* PASSAGE PROVIDED *

At that point Preacher Hicks said, ‘Under the c...circumstances, I will marry you,’ and so he did.

Neighbors predicted that the marriage wouldn’t last six months. Her mother swore never to speak to her daughter again, but you know mothers. She came around and saw that gradually her daughter had tamed her young man. He mended his ways, he got himself baptized, joined the church and said goodbye to his fast friends. They had forty-five good years together and to his dying day, he called our mother, Sweetheart."

Doris and Earl Sr. had eight children. She was fond of saying that she could afford eight children but CBS could only afford seven on The Waltons. The family grew up in the white frame house that sits across from the Museum. James Hamner, "Jim Bob", lives there today.

The Great Depression made the Hamner’s resourceful and frugal and more often than not they passed that quality down to their children. Clothing was handed down from the oldest to the youngest. Sometimes a boy’s shirt landed on one of the girls, and the pants didn’t quite fit that younger brother, but if the children complained, Doris would say, "They’re clean, and you’ll wear them!"

Doris and Earl were also resourceful in feeding the family. They kept pigs and had a cow. Earl says that he is probably the only writer in Hollywood who knows how to milk a cow, not that he gets called on much to use that particular talent. "I dream of the day when my agent calls and says: ‘Twentieth Century Fox is looking for a writer who can milk a cow.’ Won’t happen," says Earl.

* TASKS *
1. In the passage about the Hamner family, how many children did Doris and Earl Sr. have?
2. For each statement, say yes or no on whether it agrees with the passage about the Hamner family, and quote the words that decide it: (a) The family grew up in a brick house across from the Museum. (b) Doris and Earl kept pigs and a cow. (c) Neighbors expected the marriage to last a long time.
You won't need the entries that follow this passage.

* PROVIDED RECORDS *
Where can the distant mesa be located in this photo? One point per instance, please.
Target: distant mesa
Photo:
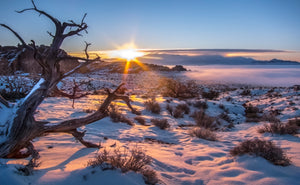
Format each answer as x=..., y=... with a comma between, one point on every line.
x=13, y=59
x=18, y=58
x=173, y=59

* SOLUTION LIST *
1. Eight.

2.
(a) No: "The family grew up in the white frame house that sits across from the Museum."
(b) Yes: "They kept pigs and had a cow."
(c) No: "Neighbors predicted that the marriage wouldn’t last six months."